*GOAL:* Copy the listing below from the line containing "Return the outline of every instance of the deer muzzle" through the end of the listing, inclusive, including the requests. In the SVG answers, shift every number, both the viewBox values and the path coordinates, by adding 111.

(Excerpts of annotation records)
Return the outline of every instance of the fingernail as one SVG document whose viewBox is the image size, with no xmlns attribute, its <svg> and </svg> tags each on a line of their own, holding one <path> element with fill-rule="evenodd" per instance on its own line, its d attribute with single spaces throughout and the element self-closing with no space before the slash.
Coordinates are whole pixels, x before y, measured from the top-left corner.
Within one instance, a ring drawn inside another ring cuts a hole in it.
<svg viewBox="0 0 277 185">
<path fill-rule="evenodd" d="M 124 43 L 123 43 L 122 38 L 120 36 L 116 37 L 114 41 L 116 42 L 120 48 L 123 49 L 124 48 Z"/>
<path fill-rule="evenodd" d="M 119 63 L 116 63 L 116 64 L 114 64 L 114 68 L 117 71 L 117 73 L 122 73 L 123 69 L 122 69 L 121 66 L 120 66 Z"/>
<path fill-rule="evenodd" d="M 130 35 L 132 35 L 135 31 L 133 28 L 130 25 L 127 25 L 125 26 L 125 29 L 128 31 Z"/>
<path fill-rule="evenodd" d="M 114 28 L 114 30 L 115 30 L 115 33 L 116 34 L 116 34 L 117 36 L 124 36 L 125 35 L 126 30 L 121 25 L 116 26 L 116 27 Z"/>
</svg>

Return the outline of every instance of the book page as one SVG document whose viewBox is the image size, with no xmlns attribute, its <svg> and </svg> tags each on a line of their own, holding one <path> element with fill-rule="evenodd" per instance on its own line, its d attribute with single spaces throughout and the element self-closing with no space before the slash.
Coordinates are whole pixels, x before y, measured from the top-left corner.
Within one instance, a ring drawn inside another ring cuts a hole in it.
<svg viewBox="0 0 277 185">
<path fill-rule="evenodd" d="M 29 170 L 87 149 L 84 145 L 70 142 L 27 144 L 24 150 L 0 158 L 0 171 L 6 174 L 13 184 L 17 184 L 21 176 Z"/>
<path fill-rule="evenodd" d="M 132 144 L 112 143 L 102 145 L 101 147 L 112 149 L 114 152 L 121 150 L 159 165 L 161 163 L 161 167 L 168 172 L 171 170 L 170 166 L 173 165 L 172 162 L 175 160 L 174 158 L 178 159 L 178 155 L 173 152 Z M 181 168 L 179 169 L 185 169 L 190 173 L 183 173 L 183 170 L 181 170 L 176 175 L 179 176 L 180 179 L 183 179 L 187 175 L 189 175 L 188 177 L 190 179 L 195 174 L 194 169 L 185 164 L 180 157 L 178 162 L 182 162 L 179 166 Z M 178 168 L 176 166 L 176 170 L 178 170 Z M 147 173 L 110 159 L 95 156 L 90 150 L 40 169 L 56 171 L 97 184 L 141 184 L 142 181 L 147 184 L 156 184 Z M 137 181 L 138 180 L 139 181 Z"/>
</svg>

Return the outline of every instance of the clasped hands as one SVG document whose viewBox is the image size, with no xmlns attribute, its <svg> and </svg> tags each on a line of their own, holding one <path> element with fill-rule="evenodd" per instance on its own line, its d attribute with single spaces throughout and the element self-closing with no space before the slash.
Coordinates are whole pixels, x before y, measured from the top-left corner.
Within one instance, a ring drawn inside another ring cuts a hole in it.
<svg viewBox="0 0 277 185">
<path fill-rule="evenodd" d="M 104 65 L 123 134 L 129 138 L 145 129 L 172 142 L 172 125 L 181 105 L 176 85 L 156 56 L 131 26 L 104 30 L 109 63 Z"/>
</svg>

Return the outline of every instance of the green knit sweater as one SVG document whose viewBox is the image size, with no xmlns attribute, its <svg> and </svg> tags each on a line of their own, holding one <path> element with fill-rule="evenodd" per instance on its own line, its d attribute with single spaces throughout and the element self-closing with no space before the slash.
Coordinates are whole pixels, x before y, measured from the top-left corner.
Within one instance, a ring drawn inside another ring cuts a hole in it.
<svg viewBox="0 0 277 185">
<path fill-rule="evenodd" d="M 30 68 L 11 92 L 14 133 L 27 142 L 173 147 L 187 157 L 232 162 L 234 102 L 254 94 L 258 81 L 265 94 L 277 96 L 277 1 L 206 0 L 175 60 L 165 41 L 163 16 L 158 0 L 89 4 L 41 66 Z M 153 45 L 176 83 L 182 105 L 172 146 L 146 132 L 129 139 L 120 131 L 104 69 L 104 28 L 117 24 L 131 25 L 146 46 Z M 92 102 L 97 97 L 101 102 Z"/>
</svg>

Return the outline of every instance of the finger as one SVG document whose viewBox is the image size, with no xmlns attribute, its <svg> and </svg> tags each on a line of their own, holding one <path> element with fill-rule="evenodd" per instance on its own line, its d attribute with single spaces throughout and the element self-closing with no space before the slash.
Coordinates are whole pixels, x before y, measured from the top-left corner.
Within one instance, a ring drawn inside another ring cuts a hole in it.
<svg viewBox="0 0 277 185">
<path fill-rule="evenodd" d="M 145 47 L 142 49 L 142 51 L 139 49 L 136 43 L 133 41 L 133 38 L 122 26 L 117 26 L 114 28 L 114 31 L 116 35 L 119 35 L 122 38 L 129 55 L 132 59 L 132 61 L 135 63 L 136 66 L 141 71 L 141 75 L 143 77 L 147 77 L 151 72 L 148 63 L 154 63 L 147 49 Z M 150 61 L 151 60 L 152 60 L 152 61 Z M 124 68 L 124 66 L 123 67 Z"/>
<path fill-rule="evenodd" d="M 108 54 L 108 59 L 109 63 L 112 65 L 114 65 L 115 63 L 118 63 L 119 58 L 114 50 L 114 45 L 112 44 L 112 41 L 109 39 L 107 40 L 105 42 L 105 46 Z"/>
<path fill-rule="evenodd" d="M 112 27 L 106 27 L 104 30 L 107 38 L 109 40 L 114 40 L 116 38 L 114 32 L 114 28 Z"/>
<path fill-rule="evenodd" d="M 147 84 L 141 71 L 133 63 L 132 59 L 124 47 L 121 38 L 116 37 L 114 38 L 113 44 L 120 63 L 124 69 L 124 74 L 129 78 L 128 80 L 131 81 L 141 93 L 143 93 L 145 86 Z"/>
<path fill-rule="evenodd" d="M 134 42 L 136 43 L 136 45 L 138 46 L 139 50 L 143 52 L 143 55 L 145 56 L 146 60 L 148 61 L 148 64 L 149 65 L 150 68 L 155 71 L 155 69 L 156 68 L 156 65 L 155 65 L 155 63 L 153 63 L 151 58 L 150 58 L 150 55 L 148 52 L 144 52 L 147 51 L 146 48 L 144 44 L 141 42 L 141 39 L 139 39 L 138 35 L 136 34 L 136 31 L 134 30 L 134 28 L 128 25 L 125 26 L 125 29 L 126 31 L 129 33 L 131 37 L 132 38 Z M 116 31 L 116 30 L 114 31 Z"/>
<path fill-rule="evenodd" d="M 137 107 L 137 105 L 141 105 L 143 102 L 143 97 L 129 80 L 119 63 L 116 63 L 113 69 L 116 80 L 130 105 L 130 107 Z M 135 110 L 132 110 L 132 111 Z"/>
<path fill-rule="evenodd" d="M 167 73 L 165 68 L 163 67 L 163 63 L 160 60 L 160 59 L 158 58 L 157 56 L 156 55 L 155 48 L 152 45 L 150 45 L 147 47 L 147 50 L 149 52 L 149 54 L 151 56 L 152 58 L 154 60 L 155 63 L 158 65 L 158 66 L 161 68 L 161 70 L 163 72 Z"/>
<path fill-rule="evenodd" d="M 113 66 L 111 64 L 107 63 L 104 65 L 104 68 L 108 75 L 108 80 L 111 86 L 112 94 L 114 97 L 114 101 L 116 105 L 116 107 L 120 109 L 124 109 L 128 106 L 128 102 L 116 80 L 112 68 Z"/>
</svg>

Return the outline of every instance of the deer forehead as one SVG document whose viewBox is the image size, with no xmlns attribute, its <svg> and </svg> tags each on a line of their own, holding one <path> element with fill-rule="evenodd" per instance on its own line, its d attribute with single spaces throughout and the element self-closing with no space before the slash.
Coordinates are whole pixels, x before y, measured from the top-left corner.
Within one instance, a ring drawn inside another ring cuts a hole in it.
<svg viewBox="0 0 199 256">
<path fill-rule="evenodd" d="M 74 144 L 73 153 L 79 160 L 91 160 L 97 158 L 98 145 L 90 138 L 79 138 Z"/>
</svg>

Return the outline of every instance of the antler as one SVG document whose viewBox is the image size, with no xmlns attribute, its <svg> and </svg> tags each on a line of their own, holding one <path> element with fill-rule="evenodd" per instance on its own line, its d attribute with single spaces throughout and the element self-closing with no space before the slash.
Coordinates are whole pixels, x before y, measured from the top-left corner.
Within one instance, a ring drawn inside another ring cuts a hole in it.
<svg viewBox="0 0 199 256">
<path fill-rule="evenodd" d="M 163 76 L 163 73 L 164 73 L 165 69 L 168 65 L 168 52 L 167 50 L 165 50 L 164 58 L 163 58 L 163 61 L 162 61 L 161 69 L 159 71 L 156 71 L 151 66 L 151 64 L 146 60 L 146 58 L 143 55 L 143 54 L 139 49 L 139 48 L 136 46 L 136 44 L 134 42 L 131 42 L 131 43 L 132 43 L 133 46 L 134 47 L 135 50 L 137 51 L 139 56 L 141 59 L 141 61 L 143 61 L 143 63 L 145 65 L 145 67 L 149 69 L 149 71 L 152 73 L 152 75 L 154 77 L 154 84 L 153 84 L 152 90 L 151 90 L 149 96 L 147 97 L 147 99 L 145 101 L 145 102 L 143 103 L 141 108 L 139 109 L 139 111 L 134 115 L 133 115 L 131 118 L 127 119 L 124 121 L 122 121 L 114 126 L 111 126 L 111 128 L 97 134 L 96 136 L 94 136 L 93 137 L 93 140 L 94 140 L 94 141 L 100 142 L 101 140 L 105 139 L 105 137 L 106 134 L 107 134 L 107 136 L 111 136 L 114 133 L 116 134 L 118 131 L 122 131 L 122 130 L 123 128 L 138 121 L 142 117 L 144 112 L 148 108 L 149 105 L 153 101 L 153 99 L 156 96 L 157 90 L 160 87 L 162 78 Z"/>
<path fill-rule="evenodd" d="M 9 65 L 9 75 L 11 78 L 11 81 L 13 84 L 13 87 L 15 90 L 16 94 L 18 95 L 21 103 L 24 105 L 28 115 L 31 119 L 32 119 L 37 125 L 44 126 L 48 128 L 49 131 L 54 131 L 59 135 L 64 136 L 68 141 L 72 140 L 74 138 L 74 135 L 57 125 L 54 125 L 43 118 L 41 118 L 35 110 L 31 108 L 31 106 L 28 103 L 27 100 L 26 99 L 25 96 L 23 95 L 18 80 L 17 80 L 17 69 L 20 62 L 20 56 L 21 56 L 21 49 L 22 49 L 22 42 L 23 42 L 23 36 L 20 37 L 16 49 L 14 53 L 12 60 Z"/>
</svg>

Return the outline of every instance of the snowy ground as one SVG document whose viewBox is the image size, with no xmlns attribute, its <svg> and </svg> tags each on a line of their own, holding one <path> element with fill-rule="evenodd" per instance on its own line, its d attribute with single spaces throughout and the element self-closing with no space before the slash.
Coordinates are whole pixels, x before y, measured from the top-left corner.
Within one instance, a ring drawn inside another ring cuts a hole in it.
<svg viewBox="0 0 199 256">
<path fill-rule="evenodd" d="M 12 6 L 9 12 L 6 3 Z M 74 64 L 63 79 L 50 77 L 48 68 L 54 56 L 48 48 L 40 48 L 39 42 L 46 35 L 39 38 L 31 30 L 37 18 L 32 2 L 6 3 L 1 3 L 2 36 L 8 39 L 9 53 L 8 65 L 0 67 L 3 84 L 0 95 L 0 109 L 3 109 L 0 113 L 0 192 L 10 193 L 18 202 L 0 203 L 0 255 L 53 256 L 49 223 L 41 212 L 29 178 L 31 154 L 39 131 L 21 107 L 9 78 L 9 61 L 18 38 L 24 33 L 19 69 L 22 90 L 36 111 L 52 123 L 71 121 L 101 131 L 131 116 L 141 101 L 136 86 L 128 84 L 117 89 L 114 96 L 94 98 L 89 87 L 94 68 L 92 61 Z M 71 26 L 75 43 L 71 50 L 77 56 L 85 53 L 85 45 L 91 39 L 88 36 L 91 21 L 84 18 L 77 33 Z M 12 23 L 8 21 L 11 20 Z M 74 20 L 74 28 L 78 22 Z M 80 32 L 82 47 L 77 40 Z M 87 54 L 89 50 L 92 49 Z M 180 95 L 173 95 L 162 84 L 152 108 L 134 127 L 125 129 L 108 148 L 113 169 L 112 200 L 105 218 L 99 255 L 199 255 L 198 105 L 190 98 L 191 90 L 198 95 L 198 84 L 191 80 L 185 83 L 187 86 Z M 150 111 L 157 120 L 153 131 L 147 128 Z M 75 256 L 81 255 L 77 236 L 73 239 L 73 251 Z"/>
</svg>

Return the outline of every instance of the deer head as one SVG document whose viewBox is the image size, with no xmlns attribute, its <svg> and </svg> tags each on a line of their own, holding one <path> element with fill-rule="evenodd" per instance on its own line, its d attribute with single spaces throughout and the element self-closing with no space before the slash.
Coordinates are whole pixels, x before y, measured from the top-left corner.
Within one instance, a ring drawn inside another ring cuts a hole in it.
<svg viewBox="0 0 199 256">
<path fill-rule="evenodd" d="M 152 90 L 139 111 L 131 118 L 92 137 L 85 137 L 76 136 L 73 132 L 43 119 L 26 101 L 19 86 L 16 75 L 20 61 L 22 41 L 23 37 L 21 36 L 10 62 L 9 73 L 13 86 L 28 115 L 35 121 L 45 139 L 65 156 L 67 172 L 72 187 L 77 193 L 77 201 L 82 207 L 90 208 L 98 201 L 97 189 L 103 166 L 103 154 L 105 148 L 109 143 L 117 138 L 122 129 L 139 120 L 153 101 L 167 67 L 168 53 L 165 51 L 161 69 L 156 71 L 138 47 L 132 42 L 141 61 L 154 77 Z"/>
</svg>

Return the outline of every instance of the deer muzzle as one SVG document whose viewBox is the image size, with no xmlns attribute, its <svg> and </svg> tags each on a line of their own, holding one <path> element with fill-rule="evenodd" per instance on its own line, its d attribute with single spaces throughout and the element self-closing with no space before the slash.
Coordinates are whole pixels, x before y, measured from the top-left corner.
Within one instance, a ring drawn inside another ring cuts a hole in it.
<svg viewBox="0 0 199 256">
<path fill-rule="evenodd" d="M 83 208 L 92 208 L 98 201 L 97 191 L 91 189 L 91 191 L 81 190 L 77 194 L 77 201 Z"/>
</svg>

*THE SOLUTION:*
Return the outline of every instance of the deer muzzle as one SVG document whose viewBox is the image size, with no xmlns attribute, its <svg> and </svg> tags each on a line of their own, holding one <path> element with fill-rule="evenodd" per instance on its own line, its d attribute with single spaces throughout and the element self-closing with no space before the slash.
Coordinates are whole pixels, x before y, measured from the top-left corner.
Within one instance, a ring drawn inside another ring cuts a hole in it.
<svg viewBox="111 111 310 367">
<path fill-rule="evenodd" d="M 194 319 L 203 319 L 209 312 L 208 302 L 202 300 L 202 302 L 192 301 L 188 305 L 188 312 Z"/>
</svg>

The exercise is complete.